___ FRAGMENTO SELECCIONADO ___

Naila dio un largo trago a su cerveza después de concluir la historia.
—¿Qué le ha parecido? —preguntó—. Así somos las mujeres de Zanzíbar: libres.
Un alto mozo de brillante piel azabache, ataviado con una túnica de impoluto color blanco, asomó en el cobertizo. Naila volvió a guiñarme el ojo.
—Es Mohamed, mi amigo… Usted me disculpará.
La siguiente mañana abandoné Bweju para regresar a la Ciudad de Piedra. El oleaje del índico, que llegaba adormecido después de romperse contra el arrecife, tenía una tersura transparente, lechosa, tocado por un leve resplandor verde manzana.
Al llegar a Paje detuve mi coche y lo arrimé a un lado del camino al distinguir un grupo de gente que, en una explanada entre las casas, bailaba y cantaba. Nadie me prestó atención cuando me acerqué. Daban palmas al unísono, bajo un cobertizo de palma, y seguían el ritmo de su canto con un leve movimiento del cuerpo y de los pies. El himno era monótono y las palabras no eran swahilis, sino una jerga bantú. La mayoría de los jóvenes y hombres del grupo eran de piel muy negra, pero se teñían el pelo con una tintura color calabaza. Había algunas ancianas de piel también negra, cubiertas con vistosos kangas de colores muy alegres. Todos, hombres, mujeres y unos pocos niños, formaban un círculo alrededor de una mujer que sujetaba a un niño enfermo en su regazo. Ante ella, dos hombres tocaban los bongos y otro seguía el ritmo golpeando dos palos. Y en el centro del grupo, danzando con saltos violentos, un brujo gritaba la letra de un sortilegio: gesticulaba, se contoneaba ante la mujer, agitaba un objeto misterioso frente al niño. La madre miraba triste hacia ninguna parte, tal vez sin mucha fe ante la eficacia del exorcismo.

___ DATOS REGISTRADOS ___

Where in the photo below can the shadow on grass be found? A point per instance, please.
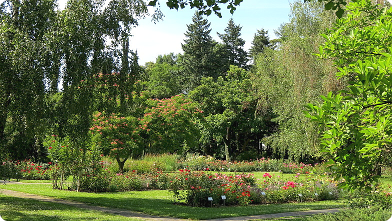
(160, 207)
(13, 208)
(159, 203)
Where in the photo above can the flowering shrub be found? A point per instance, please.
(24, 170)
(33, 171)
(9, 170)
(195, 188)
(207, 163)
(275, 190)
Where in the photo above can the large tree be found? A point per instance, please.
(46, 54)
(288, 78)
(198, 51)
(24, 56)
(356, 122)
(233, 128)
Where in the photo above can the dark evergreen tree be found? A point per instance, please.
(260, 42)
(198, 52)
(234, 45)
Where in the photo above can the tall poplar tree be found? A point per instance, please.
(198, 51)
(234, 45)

___
___ DATOS REGISTRADOS ___

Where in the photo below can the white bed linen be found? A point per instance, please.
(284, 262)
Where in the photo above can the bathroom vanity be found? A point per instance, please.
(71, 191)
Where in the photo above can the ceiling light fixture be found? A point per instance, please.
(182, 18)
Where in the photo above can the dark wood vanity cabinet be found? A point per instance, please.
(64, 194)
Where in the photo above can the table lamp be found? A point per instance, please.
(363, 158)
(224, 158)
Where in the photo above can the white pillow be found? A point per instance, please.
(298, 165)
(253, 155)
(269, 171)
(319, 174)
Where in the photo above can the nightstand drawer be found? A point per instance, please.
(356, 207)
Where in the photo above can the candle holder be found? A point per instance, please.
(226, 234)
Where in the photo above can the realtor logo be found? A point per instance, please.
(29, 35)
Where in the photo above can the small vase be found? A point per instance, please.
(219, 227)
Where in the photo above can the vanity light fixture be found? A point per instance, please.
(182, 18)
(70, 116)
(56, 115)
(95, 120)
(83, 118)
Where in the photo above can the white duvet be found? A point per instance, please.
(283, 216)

___

Según el fragmento, ¿de qué color se teñían el pelo los jóvenes y hombres del grupo que bailaba en Paje? Responda basándose únicamente en el fragmento.

Se lo teñían con una tintura color calabaza.